## YOUR INSTRUCTIONS
Would you reproduce the whole listing exactly, dropping any pictures it holds?

## PROVIDED RECORDS
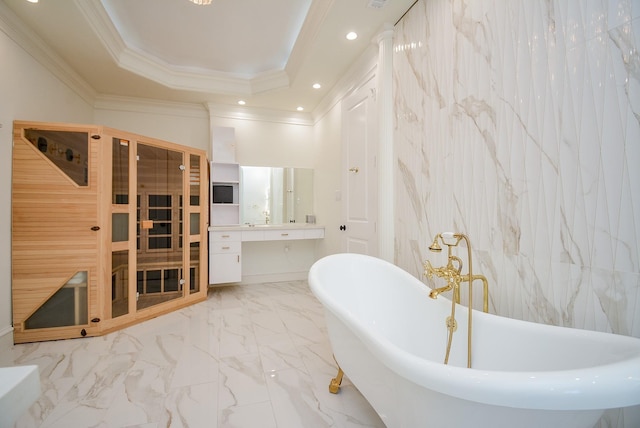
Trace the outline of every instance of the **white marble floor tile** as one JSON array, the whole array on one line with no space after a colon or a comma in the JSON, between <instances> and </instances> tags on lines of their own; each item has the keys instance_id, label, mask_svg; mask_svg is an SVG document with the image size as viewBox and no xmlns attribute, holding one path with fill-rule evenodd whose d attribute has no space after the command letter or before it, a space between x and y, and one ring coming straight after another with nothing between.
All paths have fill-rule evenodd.
<instances>
[{"instance_id":1,"label":"white marble floor tile","mask_svg":"<svg viewBox=\"0 0 640 428\"><path fill-rule=\"evenodd\" d=\"M219 406L254 404L269 399L260 355L243 354L220 361Z\"/></svg>"},{"instance_id":2,"label":"white marble floor tile","mask_svg":"<svg viewBox=\"0 0 640 428\"><path fill-rule=\"evenodd\" d=\"M335 426L330 412L318 401L308 373L280 370L269 374L267 383L278 428Z\"/></svg>"},{"instance_id":3,"label":"white marble floor tile","mask_svg":"<svg viewBox=\"0 0 640 428\"><path fill-rule=\"evenodd\" d=\"M227 407L220 413L220 428L277 428L271 402Z\"/></svg>"},{"instance_id":4,"label":"white marble floor tile","mask_svg":"<svg viewBox=\"0 0 640 428\"><path fill-rule=\"evenodd\" d=\"M0 361L40 368L42 395L16 428L384 426L348 378L329 393L336 364L304 281L212 289L172 314L15 345Z\"/></svg>"}]
</instances>

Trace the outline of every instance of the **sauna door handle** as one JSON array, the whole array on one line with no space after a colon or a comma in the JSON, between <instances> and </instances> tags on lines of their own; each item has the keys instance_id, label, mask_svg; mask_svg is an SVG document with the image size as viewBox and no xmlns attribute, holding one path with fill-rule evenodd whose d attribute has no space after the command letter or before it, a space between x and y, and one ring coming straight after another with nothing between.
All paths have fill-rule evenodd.
<instances>
[{"instance_id":1,"label":"sauna door handle","mask_svg":"<svg viewBox=\"0 0 640 428\"><path fill-rule=\"evenodd\" d=\"M100 226L93 226L91 230L93 230L94 232L97 232L98 230L100 230Z\"/></svg>"}]
</instances>

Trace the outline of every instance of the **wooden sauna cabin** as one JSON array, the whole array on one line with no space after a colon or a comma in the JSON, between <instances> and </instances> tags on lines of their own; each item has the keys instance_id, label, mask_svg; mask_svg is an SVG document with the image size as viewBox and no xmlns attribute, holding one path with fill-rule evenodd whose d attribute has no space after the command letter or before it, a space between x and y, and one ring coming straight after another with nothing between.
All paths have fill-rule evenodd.
<instances>
[{"instance_id":1,"label":"wooden sauna cabin","mask_svg":"<svg viewBox=\"0 0 640 428\"><path fill-rule=\"evenodd\" d=\"M206 152L14 122L14 342L98 336L206 299Z\"/></svg>"}]
</instances>

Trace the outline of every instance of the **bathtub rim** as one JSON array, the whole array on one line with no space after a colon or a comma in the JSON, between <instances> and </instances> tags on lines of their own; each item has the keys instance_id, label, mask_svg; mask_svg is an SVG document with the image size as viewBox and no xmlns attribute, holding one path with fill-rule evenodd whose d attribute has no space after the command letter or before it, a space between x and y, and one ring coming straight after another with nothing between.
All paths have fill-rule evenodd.
<instances>
[{"instance_id":1,"label":"bathtub rim","mask_svg":"<svg viewBox=\"0 0 640 428\"><path fill-rule=\"evenodd\" d=\"M340 260L345 259L345 260ZM336 260L338 260L336 262ZM429 287L414 276L385 260L355 253L338 253L325 256L309 270L309 287L341 323L359 337L366 348L393 372L424 388L452 397L484 404L540 410L596 410L628 407L640 404L640 339L612 333L551 326L513 318L484 314L474 310L474 316L499 317L509 322L522 323L523 327L559 329L575 334L598 337L606 341L628 342L636 348L635 355L626 360L594 367L557 371L499 371L444 365L419 358L399 348L384 337L370 334L367 326L352 313L339 305L321 286L320 273L332 263L354 262L377 264L391 268L401 281L409 286L424 288L428 298ZM439 297L439 299L446 299ZM466 317L466 307L460 306L460 316ZM346 373L348 376L348 373ZM606 375L606 379L603 376ZM357 385L356 385L357 386ZM580 389L578 391L578 388Z\"/></svg>"}]
</instances>

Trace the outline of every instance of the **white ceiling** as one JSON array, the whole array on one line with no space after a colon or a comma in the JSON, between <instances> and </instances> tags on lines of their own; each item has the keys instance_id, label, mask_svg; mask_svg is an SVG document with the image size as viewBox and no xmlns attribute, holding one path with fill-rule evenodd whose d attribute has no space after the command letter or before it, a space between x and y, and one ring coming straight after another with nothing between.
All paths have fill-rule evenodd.
<instances>
[{"instance_id":1,"label":"white ceiling","mask_svg":"<svg viewBox=\"0 0 640 428\"><path fill-rule=\"evenodd\" d=\"M0 1L96 94L307 112L415 2Z\"/></svg>"}]
</instances>

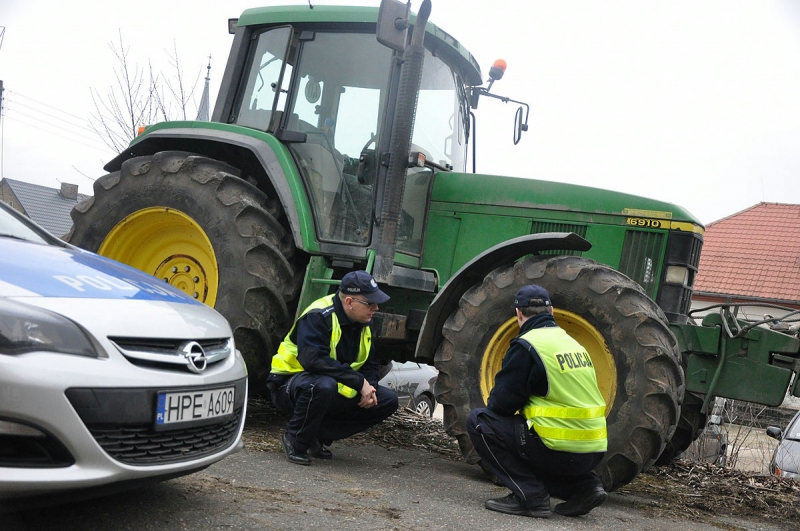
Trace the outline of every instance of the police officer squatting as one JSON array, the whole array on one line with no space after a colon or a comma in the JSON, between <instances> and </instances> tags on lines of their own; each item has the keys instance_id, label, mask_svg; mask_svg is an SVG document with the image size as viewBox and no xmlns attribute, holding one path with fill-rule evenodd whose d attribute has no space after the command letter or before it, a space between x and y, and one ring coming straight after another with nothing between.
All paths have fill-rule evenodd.
<instances>
[{"instance_id":1,"label":"police officer squatting","mask_svg":"<svg viewBox=\"0 0 800 531\"><path fill-rule=\"evenodd\" d=\"M347 273L336 293L312 302L272 358L272 402L289 416L281 445L286 458L310 465L331 459L328 448L388 418L397 395L378 385L372 316L389 300L366 271Z\"/></svg>"},{"instance_id":2,"label":"police officer squatting","mask_svg":"<svg viewBox=\"0 0 800 531\"><path fill-rule=\"evenodd\" d=\"M482 465L511 490L485 506L540 518L553 510L588 514L608 498L592 473L607 449L606 404L592 360L556 324L543 287L520 288L514 307L520 333L506 351L487 407L467 418ZM552 509L551 495L565 501Z\"/></svg>"}]
</instances>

## RESPONSE FOR THIS EXERCISE
Trace the outline of every instance of the **white marble floor tile** as one JSON array, the whole array on one line with no space after a colon or a comma in the JSON, between <instances> and </instances> tags on lines of their own; each item has the keys instance_id, label, mask_svg; mask_svg is an SVG document with the image size as viewBox and no xmlns attribute, holding one path with fill-rule evenodd whose d attribute has no space after the command letter or before it, a space between x and y, and one ring coming straight after another with nothing between.
All paths have fill-rule evenodd.
<instances>
[{"instance_id":1,"label":"white marble floor tile","mask_svg":"<svg viewBox=\"0 0 640 428\"><path fill-rule=\"evenodd\" d=\"M219 406L254 404L269 399L260 355L243 354L220 361Z\"/></svg>"},{"instance_id":2,"label":"white marble floor tile","mask_svg":"<svg viewBox=\"0 0 640 428\"><path fill-rule=\"evenodd\" d=\"M335 426L330 412L318 401L308 373L280 370L269 374L267 383L278 428Z\"/></svg>"},{"instance_id":3,"label":"white marble floor tile","mask_svg":"<svg viewBox=\"0 0 640 428\"><path fill-rule=\"evenodd\" d=\"M227 407L220 413L220 428L277 428L271 402Z\"/></svg>"},{"instance_id":4,"label":"white marble floor tile","mask_svg":"<svg viewBox=\"0 0 640 428\"><path fill-rule=\"evenodd\" d=\"M0 361L40 368L42 395L16 428L384 426L348 378L329 393L336 364L304 281L212 289L172 314L15 345Z\"/></svg>"}]
</instances>

Trace the outline of every instance of the **sauna door handle** as one JSON array, the whole array on one line with no space after a colon or a comma in the JSON, between <instances> and </instances> tags on lines of their own; each item has the keys instance_id, label, mask_svg; mask_svg is an SVG document with the image size as viewBox and no xmlns attribute, holding one path with fill-rule evenodd whose d attribute has no space after the command letter or before it, a space between x and y, and one ring coming straight after another with nothing between.
All paths have fill-rule evenodd.
<instances>
[{"instance_id":1,"label":"sauna door handle","mask_svg":"<svg viewBox=\"0 0 640 428\"><path fill-rule=\"evenodd\" d=\"M100 226L93 226L91 230L93 230L94 232L97 232L98 230L100 230Z\"/></svg>"}]
</instances>

Trace the outline of every instance of the **wooden sauna cabin** as one JSON array, the whole array on one line with no space after a colon or a comma in the JSON, between <instances> and </instances> tags on lines of their own; each item has the keys instance_id, label, mask_svg; mask_svg is an SVG document with the image size as viewBox and no xmlns attribute, holding one path with fill-rule evenodd whose d attribute has no space after the command letter or before it, a space between x and y, and one ring coming straight after another with nothing between.
All paths have fill-rule evenodd.
<instances>
[{"instance_id":1,"label":"wooden sauna cabin","mask_svg":"<svg viewBox=\"0 0 640 428\"><path fill-rule=\"evenodd\" d=\"M206 152L14 122L14 342L98 336L206 299Z\"/></svg>"}]
</instances>

Trace the outline of every instance of the **bathtub rim** as one JSON array, the whole array on one line with no space after a colon or a comma in the JSON, between <instances> and </instances> tags on lines of their own; each item has the keys instance_id, label, mask_svg; mask_svg is an SVG document with the image size as viewBox and no xmlns attribute, holding one path with fill-rule evenodd whose d attribute has no space after the command letter or before it, a space between x and y, and one ring coming straight after another with nothing between.
All paths have fill-rule evenodd.
<instances>
[{"instance_id":1,"label":"bathtub rim","mask_svg":"<svg viewBox=\"0 0 640 428\"><path fill-rule=\"evenodd\" d=\"M340 260L345 259L345 260ZM336 260L338 260L336 262ZM429 287L414 276L385 260L355 253L338 253L325 256L309 270L309 287L341 323L359 337L366 348L393 372L424 388L452 397L484 404L540 410L596 410L628 407L640 404L640 339L612 333L551 326L513 318L484 314L474 310L474 316L499 317L509 322L522 323L523 327L559 329L575 334L598 337L606 341L628 342L636 348L635 355L626 360L594 367L557 371L499 371L444 365L419 358L399 348L384 337L370 334L367 326L352 313L339 305L321 286L320 273L332 263L354 262L377 264L391 268L401 281L409 286L424 288L428 298ZM439 297L439 299L446 299ZM466 317L466 307L460 306L460 316ZM346 373L348 376L348 373ZM606 375L606 379L603 376ZM357 385L356 385L357 386ZM580 389L578 391L578 388Z\"/></svg>"}]
</instances>

Trace the outline of every instance of the **white ceiling** as one JSON array, the whole array on one line with no space after a colon or a comma in the JSON, between <instances> and </instances> tags on lines of their own; each item has the keys instance_id, label, mask_svg; mask_svg is an SVG document with the image size as viewBox and no xmlns attribute, holding one path with fill-rule evenodd whose d attribute has no space after the command letter or before it, a space between x and y, and one ring coming straight after another with nothing between.
All paths have fill-rule evenodd.
<instances>
[{"instance_id":1,"label":"white ceiling","mask_svg":"<svg viewBox=\"0 0 640 428\"><path fill-rule=\"evenodd\" d=\"M0 1L96 94L307 112L415 2Z\"/></svg>"}]
</instances>

Trace the outline of every instance of the police officer squatting as one JSON array, the whole array on one line with no space after a colon or a comma in the JSON, between <instances> and </instances> tags on lines of their own; each item has the keys instance_id, label, mask_svg; mask_svg is an SVG document with the image size as viewBox and no xmlns attribute, holding one path with fill-rule evenodd whose d attribute has no space after the command letter or before it, a space between x and y, and one ring coming straight after another with nothing between.
All paths have fill-rule evenodd.
<instances>
[{"instance_id":1,"label":"police officer squatting","mask_svg":"<svg viewBox=\"0 0 800 531\"><path fill-rule=\"evenodd\" d=\"M347 273L336 293L312 302L272 358L272 402L289 416L281 445L286 458L310 465L331 459L328 448L388 418L397 395L378 385L372 316L389 300L366 271Z\"/></svg>"},{"instance_id":2,"label":"police officer squatting","mask_svg":"<svg viewBox=\"0 0 800 531\"><path fill-rule=\"evenodd\" d=\"M482 465L511 490L485 506L540 518L553 510L588 514L608 498L592 473L607 449L606 404L592 360L556 324L543 287L520 288L514 307L520 333L506 351L487 407L467 418ZM552 509L551 495L565 501Z\"/></svg>"}]
</instances>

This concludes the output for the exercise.